Extracted text:
How to Deal with Guilt as a Working Mom
Feb 16th, 2009 | By Val & Loretta | Category: Articles & Other InformationThank you for coming back to visit us! Please subscribe to our newsletter to receive more information.
One aspect of being a working mom that nearly every woman will face at one point or another while they are working outside of the home is the feelings of guilt. Maybe you feel guilty about leaving your children in someone else’s care when you feel you should be the one raising them. You may even feel guilty about not being able to devote the time you think is necessary to your boss, job, or clients. Guilt is a vicious cycle that some working moms get onto that they can’t easily find a way off of.
Guilt is such a waste of time and emotional energy. It actually can make you feel inadequate and unable to function properly. In short, it can be debilitating but it’s not something that is without remedy.
Write down the reasons why you’re working so hard. Perhaps you’re trying to save money to buy a bigger house with a fenced in yard. You may be trying to put money aside for a family vacation to a large theme park in another state. You may even be saving for your child’s education. Then again, it may be that you thoroughly enjoy your job and can’t imagine not working outside of the home. No matter what your reasons are for working, knowing what those reasons are can help when guilt tries to weasel its way into your mind.
Maybe you aren’t able to keep your house spotless right now. That’s okay. People are more important than a spotless house. Besides, a spotless house looks like it’s not lived in, or loved in, so let that bit of guilt go.

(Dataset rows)

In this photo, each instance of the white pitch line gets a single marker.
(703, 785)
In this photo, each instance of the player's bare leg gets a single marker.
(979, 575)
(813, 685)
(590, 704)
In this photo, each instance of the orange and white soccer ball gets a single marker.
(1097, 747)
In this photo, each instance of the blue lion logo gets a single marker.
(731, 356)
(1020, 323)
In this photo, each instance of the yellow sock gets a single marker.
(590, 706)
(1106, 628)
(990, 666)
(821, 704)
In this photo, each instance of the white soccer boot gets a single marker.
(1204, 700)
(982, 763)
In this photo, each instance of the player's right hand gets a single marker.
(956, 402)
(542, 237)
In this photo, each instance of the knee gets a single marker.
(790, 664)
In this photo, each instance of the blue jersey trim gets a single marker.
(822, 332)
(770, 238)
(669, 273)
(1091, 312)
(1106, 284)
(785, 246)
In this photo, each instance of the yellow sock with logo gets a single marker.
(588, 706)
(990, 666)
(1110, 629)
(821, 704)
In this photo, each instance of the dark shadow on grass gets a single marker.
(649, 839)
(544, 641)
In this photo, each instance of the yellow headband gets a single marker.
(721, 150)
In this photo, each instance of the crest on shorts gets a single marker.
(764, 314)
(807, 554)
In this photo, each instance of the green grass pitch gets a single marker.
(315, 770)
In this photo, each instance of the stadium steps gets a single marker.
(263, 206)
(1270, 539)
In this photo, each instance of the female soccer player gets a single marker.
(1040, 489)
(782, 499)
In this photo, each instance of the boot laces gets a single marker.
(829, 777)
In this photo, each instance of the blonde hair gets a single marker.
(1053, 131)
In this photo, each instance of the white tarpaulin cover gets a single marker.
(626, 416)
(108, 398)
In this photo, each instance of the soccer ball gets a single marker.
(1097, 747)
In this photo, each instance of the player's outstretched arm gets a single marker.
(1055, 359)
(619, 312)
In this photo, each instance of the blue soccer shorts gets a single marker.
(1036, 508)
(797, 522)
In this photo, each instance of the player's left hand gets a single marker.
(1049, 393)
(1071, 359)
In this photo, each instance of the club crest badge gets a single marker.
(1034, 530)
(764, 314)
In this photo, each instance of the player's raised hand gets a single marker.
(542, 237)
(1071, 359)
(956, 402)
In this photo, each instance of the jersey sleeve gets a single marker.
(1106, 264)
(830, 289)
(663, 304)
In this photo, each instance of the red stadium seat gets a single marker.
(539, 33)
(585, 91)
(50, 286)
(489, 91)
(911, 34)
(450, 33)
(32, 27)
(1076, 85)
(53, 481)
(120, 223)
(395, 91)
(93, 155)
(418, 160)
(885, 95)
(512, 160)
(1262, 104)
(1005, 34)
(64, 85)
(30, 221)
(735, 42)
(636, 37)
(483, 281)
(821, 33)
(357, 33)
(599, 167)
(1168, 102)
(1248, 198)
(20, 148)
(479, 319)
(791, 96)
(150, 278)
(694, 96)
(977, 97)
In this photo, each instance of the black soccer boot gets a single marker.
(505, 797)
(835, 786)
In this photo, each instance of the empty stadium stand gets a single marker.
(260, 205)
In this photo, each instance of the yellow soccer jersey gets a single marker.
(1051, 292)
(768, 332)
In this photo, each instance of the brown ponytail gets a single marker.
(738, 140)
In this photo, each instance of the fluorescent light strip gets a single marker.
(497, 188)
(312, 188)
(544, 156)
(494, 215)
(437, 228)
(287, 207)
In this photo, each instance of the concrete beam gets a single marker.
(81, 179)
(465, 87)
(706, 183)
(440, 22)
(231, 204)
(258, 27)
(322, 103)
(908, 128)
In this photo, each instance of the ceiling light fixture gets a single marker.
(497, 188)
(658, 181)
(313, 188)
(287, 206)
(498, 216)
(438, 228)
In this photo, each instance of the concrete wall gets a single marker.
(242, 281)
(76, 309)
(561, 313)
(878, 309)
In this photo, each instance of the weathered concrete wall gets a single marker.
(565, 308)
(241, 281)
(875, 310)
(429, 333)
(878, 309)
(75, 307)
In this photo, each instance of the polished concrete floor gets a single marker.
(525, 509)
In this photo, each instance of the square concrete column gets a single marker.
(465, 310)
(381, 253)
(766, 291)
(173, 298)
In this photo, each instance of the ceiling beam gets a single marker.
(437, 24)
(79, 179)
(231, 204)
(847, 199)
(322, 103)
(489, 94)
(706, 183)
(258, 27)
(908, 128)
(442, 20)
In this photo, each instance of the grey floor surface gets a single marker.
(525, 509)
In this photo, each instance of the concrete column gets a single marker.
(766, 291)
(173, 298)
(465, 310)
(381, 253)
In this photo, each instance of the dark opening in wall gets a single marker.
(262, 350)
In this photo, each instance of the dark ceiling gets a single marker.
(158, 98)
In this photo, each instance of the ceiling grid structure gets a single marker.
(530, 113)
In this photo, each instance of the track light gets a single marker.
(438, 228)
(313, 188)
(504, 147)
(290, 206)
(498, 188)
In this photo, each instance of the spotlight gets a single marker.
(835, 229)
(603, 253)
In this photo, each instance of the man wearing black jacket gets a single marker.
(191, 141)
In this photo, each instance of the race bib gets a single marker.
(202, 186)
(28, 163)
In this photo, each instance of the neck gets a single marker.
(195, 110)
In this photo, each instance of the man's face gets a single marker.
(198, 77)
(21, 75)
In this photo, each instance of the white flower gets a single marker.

Written problem:
Answer these questions about the working-mom guilt article above:
1. Besides time, what does the article say guilt wastes?
2. What does the article advise writing down?
3. What does the article say a spotless house looks like?

The completed task:
1. Emotional energy.
2. The reasons why you're working so hard.
3. It looks like it's not lived in, or loved in.